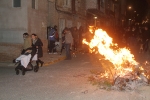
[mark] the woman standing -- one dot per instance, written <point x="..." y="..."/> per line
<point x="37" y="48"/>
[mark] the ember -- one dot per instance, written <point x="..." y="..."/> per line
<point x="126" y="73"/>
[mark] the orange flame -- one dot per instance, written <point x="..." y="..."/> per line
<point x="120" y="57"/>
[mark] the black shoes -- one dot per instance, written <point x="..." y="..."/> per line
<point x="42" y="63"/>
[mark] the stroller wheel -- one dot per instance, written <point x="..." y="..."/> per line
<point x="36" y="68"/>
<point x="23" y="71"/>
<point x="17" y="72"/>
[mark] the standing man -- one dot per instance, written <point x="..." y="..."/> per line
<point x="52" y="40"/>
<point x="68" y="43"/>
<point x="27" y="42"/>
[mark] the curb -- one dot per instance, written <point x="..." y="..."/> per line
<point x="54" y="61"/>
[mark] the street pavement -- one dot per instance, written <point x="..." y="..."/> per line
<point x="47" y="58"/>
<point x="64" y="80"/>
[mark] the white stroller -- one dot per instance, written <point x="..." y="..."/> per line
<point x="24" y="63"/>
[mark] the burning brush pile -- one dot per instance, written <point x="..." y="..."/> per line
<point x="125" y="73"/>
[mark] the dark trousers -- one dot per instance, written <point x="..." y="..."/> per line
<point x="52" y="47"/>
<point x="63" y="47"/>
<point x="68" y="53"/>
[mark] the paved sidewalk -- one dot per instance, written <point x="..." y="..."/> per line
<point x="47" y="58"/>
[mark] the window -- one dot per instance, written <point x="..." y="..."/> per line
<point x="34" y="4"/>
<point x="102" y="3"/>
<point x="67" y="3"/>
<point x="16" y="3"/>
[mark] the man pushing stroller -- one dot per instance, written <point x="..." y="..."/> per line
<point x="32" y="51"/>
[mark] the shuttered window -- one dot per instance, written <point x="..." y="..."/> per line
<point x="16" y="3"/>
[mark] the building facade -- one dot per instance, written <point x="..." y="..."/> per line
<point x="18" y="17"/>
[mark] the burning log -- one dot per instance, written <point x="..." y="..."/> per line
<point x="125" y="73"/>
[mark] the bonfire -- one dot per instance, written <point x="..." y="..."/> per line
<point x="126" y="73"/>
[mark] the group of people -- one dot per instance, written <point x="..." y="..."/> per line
______________________________
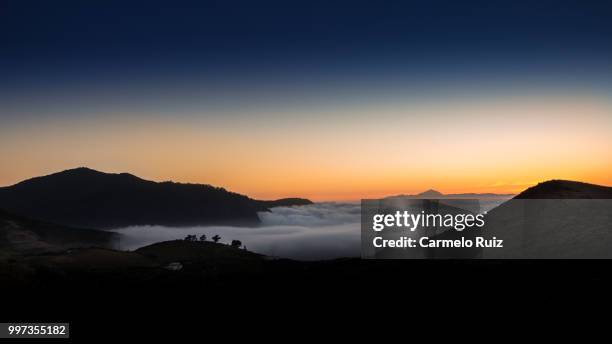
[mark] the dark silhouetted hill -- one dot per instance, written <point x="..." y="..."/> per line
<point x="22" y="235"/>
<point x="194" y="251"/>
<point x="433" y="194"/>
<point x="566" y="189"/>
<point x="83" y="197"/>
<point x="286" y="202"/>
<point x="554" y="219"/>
______________________________
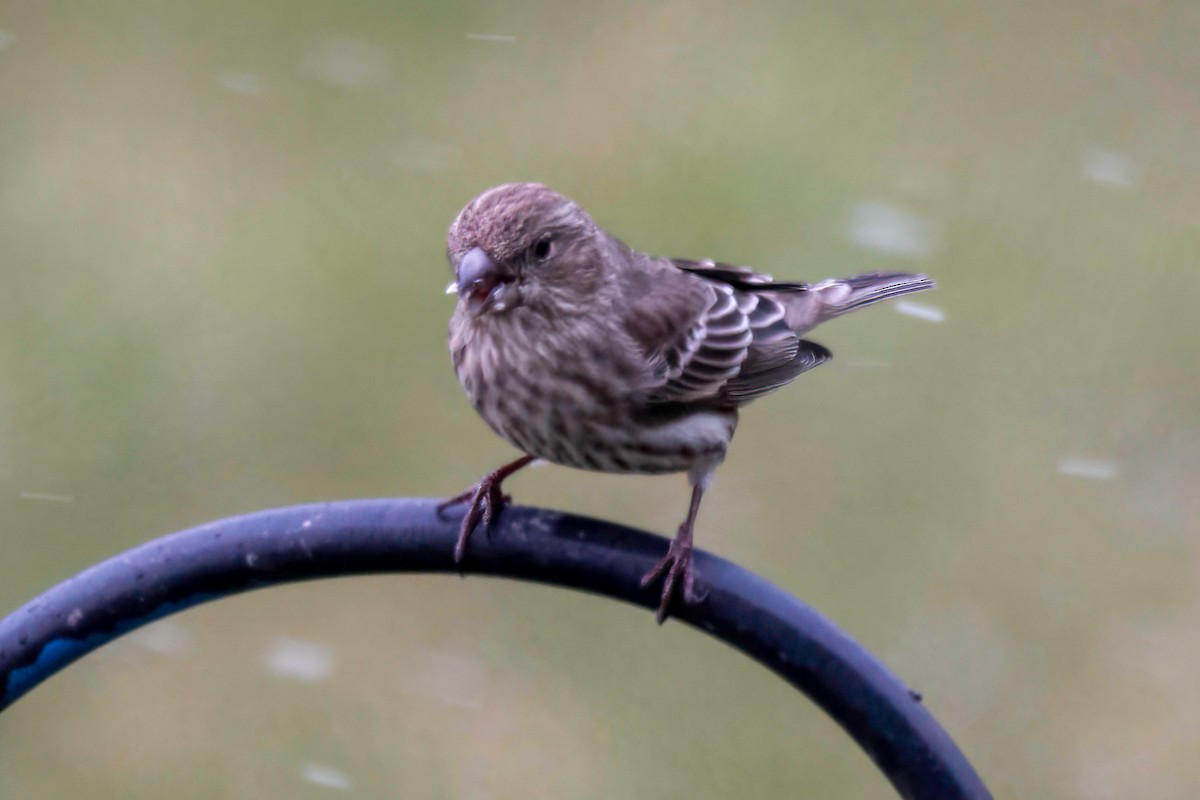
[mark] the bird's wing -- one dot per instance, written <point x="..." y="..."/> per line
______________________________
> **Task details**: Above are the records; print exactly the lines from the line with "[mark] the burning log" to the line with "[mark] the group", including both, and nothing else.

> **Exercise answer**:
[mark] the burning log -- one dot per instance, written <point x="..." y="..."/> per line
<point x="125" y="73"/>
[mark] the bonfire -- one dot per instance, written <point x="..." y="..."/> per line
<point x="126" y="73"/>
[mark] the group of people -- one dot per instance, written <point x="..." y="..."/> per line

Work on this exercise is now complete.